Brief:
Count the lines in the records below that contain the string "brown". Give only the number.

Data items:
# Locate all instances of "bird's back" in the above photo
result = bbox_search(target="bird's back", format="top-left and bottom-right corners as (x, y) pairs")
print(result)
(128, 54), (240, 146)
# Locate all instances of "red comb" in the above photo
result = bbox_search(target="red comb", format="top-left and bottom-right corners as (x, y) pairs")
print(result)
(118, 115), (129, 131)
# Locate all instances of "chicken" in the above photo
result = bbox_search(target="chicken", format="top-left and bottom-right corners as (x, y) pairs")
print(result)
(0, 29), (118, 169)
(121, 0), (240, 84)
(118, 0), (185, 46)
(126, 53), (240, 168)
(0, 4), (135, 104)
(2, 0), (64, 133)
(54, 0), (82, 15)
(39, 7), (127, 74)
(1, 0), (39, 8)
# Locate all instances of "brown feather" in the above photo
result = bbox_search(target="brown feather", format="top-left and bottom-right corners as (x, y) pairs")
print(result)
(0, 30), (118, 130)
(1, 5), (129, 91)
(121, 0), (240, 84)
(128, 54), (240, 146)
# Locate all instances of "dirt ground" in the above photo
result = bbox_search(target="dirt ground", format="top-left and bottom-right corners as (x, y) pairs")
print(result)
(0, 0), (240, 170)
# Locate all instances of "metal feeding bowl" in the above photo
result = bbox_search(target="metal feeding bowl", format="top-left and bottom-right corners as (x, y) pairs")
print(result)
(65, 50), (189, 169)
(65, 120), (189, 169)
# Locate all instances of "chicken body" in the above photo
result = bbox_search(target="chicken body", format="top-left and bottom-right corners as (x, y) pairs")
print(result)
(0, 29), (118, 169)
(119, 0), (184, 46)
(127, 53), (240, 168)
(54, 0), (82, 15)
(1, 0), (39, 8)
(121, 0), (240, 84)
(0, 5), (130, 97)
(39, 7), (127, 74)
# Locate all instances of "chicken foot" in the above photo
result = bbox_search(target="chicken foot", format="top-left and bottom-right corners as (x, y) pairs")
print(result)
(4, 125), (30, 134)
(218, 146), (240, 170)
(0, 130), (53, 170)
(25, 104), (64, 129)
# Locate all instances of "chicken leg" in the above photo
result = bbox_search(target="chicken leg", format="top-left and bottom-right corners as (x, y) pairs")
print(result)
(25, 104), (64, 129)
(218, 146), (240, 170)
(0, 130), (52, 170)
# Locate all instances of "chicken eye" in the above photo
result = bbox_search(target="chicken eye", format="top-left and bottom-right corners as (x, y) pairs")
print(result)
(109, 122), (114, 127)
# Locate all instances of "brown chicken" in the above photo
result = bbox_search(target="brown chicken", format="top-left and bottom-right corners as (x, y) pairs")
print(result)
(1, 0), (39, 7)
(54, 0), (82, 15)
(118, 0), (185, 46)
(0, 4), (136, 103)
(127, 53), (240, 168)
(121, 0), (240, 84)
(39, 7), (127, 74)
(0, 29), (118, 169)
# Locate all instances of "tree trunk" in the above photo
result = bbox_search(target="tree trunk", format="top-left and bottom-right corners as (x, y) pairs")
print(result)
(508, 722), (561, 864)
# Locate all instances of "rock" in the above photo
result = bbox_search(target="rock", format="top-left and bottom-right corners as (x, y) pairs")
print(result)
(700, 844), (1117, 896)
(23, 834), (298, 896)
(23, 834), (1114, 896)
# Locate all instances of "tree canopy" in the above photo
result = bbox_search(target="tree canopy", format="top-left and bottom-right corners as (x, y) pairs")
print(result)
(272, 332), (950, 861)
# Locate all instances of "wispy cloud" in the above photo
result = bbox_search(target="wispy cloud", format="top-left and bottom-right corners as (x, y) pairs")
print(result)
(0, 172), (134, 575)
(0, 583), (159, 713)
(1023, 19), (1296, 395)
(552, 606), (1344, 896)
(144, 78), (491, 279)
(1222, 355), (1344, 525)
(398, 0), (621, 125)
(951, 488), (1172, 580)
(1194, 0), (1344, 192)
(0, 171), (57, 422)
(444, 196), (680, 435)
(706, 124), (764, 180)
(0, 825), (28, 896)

Exercise output:
4